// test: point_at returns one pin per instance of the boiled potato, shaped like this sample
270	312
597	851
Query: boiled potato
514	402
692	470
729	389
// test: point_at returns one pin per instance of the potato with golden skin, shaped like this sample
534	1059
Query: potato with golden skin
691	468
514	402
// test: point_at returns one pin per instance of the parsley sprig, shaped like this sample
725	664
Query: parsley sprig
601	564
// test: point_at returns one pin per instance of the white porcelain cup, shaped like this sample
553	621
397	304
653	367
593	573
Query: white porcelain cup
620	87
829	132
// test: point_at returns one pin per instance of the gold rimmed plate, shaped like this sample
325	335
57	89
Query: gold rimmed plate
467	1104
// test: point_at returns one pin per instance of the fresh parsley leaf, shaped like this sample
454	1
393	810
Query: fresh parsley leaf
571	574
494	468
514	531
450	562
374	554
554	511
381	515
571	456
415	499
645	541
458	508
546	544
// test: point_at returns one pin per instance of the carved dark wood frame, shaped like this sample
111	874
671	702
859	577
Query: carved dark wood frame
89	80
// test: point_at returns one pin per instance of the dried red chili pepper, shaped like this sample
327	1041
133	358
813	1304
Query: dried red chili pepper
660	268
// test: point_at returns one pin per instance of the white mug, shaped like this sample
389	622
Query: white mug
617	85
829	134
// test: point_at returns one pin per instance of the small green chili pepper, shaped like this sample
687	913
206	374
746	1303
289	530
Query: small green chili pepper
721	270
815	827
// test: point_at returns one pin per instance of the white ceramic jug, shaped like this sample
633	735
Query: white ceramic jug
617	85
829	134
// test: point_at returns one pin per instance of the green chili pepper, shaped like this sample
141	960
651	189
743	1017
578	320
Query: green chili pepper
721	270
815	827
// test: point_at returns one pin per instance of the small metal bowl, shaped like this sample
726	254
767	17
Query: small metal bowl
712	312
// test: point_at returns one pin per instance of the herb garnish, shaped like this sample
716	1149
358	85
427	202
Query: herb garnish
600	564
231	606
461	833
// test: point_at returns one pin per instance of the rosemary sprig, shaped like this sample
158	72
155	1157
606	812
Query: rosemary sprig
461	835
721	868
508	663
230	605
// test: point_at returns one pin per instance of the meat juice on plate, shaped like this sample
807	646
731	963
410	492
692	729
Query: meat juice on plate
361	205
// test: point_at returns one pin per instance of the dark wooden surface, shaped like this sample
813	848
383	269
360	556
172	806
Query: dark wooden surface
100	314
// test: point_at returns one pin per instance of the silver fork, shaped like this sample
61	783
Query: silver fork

________________________________________

Do this >>
Reproduce each of the lines above without any change, from the first to the last.

Written response >>
// test: point_at returns one pin per instance of the boiled potato, shaped like this sample
270	312
597	851
Query: boiled potato
514	402
692	470
729	389
// test: point_at returns one pin per instance of the potato with golden skin, shaped like this sample
534	1059
Query: potato with golden skin
691	468
514	402
// test: point_at returns one pin per instance of the parsley sprig, shaped like this sample
725	664
Query: parsley sprig
601	564
// test: point_at returns one pin per instance of the white porcelain cup, shaped like this sample
553	621
397	304
653	367
593	573
Query: white porcelain cup
620	87
829	132
// test: point_at returns one pin per instance of the gold rimmed plate, shaped like this sample
325	335
57	89
Query: gold rimmed plate
467	1104
// test: point_at returns one pin per instance of the fresh parsley leaf, shaped like this sample
454	1
393	810
Query: fresh parsley leaf
571	574
494	468
514	531
450	562
374	554
554	511
381	515
571	456
415	499
645	541
458	508
546	544
// test: point_at returns one pin per instance of the carved dark wood frame, shaped like this sample
111	874
671	702
859	577
Query: carved dark wood frame
89	80
// test: point_at returns one pin per instance of the dried red chili pepper, shaped like this sample
327	1041
133	358
813	1304
Query: dried red chili pepper
660	268
// test: point_at returns one pin per instance of the white mug, shaped like this sample
389	622
Query: white mug
617	85
829	134
// test: point_at returns one pin per instance of the small green chili pepper, shaped like this sample
687	913
206	374
746	1303
289	530
Query: small green chili pepper
721	270
815	827
// test: point_at returns one pin per instance of the white ceramic jug, shaped like this sample
633	735
Query: white ceramic jug
617	85
829	134
// test: point_at returns one pin per instance of the green chili pepper, shaped like this sample
141	960
651	189
743	1017
578	320
Query: green chili pepper
721	270
815	827
// test: point_at returns one pin per instance of the small metal bowl, shaped like this sample
726	254
767	17
Query: small metal bowl
712	312
// test: point_at returns one pin per instance of the herb garnish, shaped like this sample
716	1149
358	85
427	202
Query: herb garnish
600	564
231	606
461	833
// test: point_at returns one pin per instance of the rosemary sprig, shaped like this sample
158	72
155	1157
606	812
Query: rosemary sprig
461	835
721	868
508	663
230	605
// test: point_at returns one pin per instance of the meat juice on plate, shaped like this sample
807	646
731	963
410	492
692	729
Query: meat juice on plate
361	205
// test: point_at returns one pin per instance of the dark wooden surface, shaped like this sample
813	848
383	269
360	556
172	806
Query: dark wooden surface
100	314
// test: point_at returns one pin per instance of the silver fork, shaped like this sample
61	783
Query: silver fork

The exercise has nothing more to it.